- [SELECTED TEXT]:
● ● ●

Estimates vary as to exactly when New Jersey will have its online gambling market processing wagers. Officially, the legislation says the starting gun has to go off within 270 days of the bill’s passage, putting the deadline in mid-November. Last week, Caesars Entertainment’s Gary Loveman estimated it would take at least twice that long, perhaps two years. State Senator Ray Lesniak believes the system should be active by September. Attorney and Gambling And The Law author I. Nelson Rose told the Star-Ledger he didn’t see “any reason it wouldn’t be up and operating by the end of this year.”
Nothing can be done until the New Jersey Division of Gaming Enforcement (DGE) finishes dotting the i’s on the state’s online gambling regulations, but the DGE hopes to finish the first draft by Thursday. Once that cat’s in the bag, the regs can be published in the New Jersey Register, after which a two-month comment clock starts ticking.
That clock could go on ticking longer than planned if the state’s horseracing interests – still smarting from the legislation designating Atlantic City casinos as the sole purveyors of online action — mounted a legal challenge to the bill. Deutsche Bank analyst Richard Carter suggested such a challenge could delay implementation of New Jersey’s online plans by “at least a year.”
NEVADA CONSIDERS ITS OPTIONS
Similar protests have been voiced in Nevada, where smaller companies not fortunate enough to already possess an unrestricted gaming license have labeled the state’s legislation as protectionist. Geoffrey Lawrence, deputy policy director at the free-market friendly Nevada Policy Research Institute, told the Las Vegas Sun that the benefits the legislation provides Nevada’s big casino companies reminded him of a scenario in which “government restrictions prohibited the entrepreneurs who founded eBay from doing so unless they first constructed physical department stores.”
At present, Nevada is like the Henry Ford of online gambling. You can have any type of gambling you want, so long as it’s poker. But expanding that to a wider variety of gaming options would seem more a matter of when, not if. After all, the hard part – getting legislators to approve “interactive gaming” – is done; the choice of what types of gaming to offer is at the discretion of the regulator.

● ● ●

- [TASK]:
Can you quote the online gambling article word for word, everything from "Nothing can be" down to "clock starts ticking."? Rely only on the article about online gambling in New Jersey and Nevada.

- [Extracted data entries]:
● ● ●

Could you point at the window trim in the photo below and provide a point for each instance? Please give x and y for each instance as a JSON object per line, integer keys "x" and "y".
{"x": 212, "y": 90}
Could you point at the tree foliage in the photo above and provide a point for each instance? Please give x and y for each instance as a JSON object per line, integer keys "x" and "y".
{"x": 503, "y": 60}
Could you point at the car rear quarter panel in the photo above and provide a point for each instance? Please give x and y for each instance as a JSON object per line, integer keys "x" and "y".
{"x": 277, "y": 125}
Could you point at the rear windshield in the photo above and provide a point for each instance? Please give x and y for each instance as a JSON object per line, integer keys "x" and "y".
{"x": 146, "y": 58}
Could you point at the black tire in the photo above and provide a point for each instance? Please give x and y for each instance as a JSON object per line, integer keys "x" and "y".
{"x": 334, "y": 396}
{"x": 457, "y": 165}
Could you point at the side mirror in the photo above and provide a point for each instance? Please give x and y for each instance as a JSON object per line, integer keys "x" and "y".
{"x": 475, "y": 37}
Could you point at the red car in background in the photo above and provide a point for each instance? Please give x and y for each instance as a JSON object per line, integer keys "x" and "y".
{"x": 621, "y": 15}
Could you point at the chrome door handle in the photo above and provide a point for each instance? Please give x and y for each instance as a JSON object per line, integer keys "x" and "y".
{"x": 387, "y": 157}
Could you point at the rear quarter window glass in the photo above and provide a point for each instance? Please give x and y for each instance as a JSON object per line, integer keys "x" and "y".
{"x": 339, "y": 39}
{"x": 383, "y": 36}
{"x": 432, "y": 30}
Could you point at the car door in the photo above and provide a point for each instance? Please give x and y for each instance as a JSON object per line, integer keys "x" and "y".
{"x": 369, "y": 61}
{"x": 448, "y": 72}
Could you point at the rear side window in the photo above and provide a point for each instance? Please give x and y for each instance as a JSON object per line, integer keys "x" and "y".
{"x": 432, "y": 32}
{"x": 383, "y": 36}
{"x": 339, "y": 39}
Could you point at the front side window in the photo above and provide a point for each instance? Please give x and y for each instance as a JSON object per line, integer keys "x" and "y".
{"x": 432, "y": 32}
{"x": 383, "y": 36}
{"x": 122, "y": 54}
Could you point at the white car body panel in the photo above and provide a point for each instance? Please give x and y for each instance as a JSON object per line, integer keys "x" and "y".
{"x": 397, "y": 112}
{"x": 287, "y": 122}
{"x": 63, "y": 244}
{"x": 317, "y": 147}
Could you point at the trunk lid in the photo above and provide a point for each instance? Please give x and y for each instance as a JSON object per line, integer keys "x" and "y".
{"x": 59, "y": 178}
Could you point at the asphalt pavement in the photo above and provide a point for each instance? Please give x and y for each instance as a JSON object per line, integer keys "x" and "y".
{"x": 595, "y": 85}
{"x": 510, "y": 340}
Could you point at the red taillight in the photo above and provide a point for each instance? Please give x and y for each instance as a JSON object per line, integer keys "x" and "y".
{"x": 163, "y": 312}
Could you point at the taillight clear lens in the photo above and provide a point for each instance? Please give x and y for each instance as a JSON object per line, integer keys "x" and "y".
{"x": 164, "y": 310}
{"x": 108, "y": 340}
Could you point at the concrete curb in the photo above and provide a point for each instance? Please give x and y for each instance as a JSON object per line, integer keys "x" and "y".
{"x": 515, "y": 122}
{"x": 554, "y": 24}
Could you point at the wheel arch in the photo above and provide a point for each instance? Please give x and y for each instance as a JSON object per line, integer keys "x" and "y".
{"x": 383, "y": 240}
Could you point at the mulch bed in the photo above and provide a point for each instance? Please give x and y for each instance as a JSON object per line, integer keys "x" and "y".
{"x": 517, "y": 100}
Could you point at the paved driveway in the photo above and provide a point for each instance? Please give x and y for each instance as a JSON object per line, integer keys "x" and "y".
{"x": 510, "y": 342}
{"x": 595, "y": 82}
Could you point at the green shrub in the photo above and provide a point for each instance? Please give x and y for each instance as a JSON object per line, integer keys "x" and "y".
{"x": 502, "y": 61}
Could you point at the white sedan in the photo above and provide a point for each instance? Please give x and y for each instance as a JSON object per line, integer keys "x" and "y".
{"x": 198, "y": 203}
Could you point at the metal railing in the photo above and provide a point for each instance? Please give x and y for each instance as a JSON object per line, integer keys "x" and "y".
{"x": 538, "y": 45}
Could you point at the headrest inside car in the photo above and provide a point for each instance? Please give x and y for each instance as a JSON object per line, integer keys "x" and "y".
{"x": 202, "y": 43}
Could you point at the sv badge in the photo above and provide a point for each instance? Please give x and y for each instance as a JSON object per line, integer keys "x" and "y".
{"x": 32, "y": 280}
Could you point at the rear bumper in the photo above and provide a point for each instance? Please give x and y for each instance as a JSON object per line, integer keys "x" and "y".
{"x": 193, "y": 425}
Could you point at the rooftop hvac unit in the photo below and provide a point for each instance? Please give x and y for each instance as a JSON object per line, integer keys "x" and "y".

● ● ●

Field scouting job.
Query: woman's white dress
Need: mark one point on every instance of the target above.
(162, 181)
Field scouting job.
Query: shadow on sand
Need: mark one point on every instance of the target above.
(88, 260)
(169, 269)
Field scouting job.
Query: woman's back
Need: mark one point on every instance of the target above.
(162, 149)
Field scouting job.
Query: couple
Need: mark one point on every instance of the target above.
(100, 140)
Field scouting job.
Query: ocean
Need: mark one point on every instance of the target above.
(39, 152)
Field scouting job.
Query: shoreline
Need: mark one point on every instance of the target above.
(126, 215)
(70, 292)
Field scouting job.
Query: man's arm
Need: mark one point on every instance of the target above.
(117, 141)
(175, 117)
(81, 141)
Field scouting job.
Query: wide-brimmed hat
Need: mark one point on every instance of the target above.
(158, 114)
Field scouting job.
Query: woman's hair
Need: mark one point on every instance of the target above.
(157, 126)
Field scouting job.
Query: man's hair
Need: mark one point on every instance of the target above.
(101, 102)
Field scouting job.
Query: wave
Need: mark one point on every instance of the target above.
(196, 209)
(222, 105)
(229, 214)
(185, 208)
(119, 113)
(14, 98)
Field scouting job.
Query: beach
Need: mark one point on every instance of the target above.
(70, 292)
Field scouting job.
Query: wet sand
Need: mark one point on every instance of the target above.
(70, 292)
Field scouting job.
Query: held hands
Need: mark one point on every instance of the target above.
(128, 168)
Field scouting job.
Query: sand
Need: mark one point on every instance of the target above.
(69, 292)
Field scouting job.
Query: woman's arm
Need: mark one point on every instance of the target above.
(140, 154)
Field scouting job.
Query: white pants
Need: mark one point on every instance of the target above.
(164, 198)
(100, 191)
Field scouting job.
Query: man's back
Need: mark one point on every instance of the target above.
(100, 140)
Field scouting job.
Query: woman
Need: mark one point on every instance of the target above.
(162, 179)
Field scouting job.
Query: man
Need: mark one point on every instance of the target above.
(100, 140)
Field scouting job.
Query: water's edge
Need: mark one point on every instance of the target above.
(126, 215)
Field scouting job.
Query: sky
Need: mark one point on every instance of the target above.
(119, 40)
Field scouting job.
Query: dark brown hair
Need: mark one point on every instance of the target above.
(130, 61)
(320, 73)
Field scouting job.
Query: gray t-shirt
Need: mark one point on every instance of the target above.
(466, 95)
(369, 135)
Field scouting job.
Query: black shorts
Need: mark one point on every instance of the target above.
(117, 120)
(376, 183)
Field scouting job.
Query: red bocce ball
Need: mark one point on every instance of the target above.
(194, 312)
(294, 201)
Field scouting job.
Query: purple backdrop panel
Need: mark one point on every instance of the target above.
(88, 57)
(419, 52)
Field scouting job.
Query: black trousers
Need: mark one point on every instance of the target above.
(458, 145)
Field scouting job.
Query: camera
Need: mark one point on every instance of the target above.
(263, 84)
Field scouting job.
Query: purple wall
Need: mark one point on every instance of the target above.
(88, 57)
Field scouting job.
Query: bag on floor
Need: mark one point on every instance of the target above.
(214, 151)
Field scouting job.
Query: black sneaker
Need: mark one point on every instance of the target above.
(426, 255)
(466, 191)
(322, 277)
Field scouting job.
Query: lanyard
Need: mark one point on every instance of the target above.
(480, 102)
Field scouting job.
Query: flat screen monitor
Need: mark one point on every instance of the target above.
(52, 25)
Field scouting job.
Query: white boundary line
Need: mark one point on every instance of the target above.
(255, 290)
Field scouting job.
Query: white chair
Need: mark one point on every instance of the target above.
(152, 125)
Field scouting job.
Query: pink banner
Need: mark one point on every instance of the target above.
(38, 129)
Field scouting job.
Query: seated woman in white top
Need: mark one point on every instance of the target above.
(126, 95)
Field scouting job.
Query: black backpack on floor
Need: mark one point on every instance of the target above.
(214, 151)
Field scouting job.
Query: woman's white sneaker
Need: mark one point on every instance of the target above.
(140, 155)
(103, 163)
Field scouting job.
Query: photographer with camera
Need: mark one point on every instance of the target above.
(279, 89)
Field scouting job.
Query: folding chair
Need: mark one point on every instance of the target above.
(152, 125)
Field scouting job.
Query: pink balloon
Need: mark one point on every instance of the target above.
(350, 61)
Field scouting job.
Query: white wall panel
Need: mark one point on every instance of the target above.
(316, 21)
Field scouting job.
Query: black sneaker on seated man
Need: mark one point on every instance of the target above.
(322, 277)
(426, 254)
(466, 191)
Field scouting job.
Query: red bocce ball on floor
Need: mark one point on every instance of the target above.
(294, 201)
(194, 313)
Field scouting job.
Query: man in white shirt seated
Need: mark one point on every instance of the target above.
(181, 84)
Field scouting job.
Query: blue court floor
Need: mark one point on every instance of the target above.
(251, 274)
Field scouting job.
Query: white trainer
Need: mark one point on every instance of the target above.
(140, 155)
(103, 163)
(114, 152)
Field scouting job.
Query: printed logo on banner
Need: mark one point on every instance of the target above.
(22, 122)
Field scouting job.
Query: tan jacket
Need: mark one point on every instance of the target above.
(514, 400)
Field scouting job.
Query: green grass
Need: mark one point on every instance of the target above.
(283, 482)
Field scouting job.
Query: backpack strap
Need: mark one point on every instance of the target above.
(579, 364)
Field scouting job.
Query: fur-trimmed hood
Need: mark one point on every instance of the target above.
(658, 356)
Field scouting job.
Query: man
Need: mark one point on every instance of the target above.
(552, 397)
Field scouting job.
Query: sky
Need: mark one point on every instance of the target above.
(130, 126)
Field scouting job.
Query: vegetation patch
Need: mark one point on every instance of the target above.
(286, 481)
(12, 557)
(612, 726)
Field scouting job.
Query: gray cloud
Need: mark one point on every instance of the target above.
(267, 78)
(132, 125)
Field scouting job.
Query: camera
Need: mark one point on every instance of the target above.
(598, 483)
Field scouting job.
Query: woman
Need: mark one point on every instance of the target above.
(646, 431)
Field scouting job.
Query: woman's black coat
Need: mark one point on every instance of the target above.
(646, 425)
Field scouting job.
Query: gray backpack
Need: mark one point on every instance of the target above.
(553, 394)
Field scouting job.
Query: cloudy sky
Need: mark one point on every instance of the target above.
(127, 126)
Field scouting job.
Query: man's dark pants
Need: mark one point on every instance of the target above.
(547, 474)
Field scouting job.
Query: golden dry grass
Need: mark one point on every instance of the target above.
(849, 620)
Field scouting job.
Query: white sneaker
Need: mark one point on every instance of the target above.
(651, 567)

● ● ●

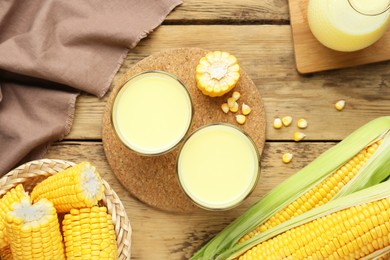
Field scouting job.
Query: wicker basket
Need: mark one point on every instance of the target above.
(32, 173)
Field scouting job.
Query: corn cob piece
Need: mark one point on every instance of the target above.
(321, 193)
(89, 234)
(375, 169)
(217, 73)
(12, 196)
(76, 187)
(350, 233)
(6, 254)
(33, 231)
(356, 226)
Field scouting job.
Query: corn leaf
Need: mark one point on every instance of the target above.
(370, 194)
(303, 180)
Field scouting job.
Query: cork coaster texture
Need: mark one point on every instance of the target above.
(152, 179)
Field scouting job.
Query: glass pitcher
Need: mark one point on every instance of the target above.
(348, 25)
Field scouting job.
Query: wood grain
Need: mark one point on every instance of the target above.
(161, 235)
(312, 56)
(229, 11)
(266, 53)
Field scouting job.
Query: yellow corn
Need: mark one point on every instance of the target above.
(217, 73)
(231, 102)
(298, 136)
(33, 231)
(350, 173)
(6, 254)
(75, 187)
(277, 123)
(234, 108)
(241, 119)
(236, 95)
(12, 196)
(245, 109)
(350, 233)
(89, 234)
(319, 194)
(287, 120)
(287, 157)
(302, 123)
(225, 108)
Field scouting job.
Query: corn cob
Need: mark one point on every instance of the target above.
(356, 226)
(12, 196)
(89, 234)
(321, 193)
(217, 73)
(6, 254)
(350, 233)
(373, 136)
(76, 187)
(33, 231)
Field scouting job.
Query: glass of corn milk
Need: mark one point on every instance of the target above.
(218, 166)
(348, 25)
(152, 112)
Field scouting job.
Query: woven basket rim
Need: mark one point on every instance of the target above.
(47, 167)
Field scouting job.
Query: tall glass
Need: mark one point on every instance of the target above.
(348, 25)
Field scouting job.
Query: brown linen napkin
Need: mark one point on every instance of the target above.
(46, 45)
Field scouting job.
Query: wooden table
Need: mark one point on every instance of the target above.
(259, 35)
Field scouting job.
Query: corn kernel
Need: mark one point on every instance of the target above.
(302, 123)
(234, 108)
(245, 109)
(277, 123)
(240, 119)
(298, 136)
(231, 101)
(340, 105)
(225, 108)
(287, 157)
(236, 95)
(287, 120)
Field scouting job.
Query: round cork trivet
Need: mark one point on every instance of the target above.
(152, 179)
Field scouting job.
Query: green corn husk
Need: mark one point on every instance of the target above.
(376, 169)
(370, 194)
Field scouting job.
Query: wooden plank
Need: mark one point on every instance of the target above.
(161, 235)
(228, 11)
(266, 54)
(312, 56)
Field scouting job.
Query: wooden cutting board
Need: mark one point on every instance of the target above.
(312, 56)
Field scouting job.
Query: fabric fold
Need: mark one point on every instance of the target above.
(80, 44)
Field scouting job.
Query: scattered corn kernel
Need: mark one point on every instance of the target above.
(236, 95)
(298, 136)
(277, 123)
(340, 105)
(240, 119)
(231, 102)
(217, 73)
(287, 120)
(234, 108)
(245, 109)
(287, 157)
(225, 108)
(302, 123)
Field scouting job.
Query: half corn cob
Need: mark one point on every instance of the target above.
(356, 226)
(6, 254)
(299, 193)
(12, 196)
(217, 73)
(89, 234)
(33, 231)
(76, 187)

● ● ●

- [THE COMPLETED TASK]:
Nothing can be done until the New Jersey Division of Gaming Enforcement (DGE) finishes dotting the i’s on the state’s online gambling regulations, but the DGE hopes to finish the first draft by Thursday. Once that cat’s in the bag, the regs can be published in the New Jersey Register, after which a two-month comment clock starts ticking.